[Document extract]:

──────

Suppose I have this:
go func() {
for range time.Tick(1 * time.Millisecond) {
a, b = b, a
}
}()
And elsewhere:
i := a // <-- Is this safe?
For this question, it's unimportant what the value of i is with respect to the original a or b. The only question is whether reading a is safe. That is, is it possible for a to be nil, partially assigned, invalid, undefined, ... anything other than a valid value?
I've tried to make it fail but so far it always succeeds (on my Mac).
I haven't been able to find anything specific beyond this quote in the The Go Memory Model doc:
Reads and writes of values larger than a single machine word behave as
multiple machine-word-sized operations in an unspecified order.
Is this implying that a single machine word write is effectively atomic? And, if so, are function pointer writes in Go a single machine word operation?
Update: Here's a properly synchronized solution
Unsynchronized, concurrent access to any variable from multiple goroutines where at least one of them is a write is undefined behavior by The Go Memory Model.
Undefined means what it says: undefined. It may be that your program will work correctly, it may be it will work incorrectly. It may result in losing memory and type safety provided by the Go runtime (see example below). It may even crash your program. Or it may even cause the Earth to explode (probability of that is extremely small, maybe even less than 1e-40, but still...).
This undefined in your case means that yes, i may be nil, partially assigned, invalid, undefined, ... anything other than either a or b. This list is just a tiny subset of all the possible outcomes.
Stop thinking that some data races are (or may be) benign or unharmful. They can be the source of the worst things if left unattended.
Since your code writes to the variable a in one goroutine and reads it in another goroutine (which tries to assign its value to another variable i), it's a data race and as such it's not safe. It doesn't matter if in your tests it works "correctly". One could take your code as a starting point, extend / build on it and result in a catastrophe due to your initially "unharmful" data race.
As related questions, read How safe are Golang maps for concurrent Read/Write operations? and Incorrect synchronization in go lang.
Strongly recommended to read the blog post by Dmitry Vyukov: Benign data races: what could possibly go wrong?
Also a very interesting blog post which shows an example which breaks Go's memory safety with intentional data race: Golang data races to break memory safety
In terms of Race condition, it's not safe. In short my understanding of race condition is when there're more than one asynchronous routine (coroutines, threads, process, goroutines etc.) trying to access the same resource and at least one is a writing operation, so in your example we have 2 goroutines reading and writing variables of type function, I think what's matter from a concurrent point of view is those variables have a memory space somewhere and we're trying to read or write in that portion of memory.
Short answer: just run your example using the -race flag with go run -race
or go build -race and you'll see a detected data race.
The answer to your question, as of today, is that if a and b are not larger than a machine word, i must be equal to a or b. Otherwise, it may contains an unspecified value, that is most likely to be an interleave of different parts from a and b.
The Go memory model, as of the version on June 6, 2022, guarantees that if a program executes a race condition, a memory access of a location not larger than a machine word must be atomic.
Otherwise, a read r of a memory location x that is not larger than a machine word must observe some write w such that r does not happen before w and there is no write w' such that w happens before w' and w' happens before r. That is, each read must observe a value written by a preceding or concurrent write.

──────

[Set exercise]: In the thread on reading a swapped Go variable, which command-line flag is suggested for running the example so a data race gets detected?

[Given data]:
──────

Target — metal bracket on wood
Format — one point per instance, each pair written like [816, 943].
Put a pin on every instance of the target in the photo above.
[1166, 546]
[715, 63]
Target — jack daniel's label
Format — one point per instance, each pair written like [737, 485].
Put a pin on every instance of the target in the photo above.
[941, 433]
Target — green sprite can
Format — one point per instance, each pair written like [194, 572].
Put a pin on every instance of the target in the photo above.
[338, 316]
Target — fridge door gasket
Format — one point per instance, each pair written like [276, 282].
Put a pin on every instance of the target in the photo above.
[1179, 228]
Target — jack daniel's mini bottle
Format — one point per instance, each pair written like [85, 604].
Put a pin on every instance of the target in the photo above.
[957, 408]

──────

[Response to this task]: The -race flag, used with go run -race or go build -race.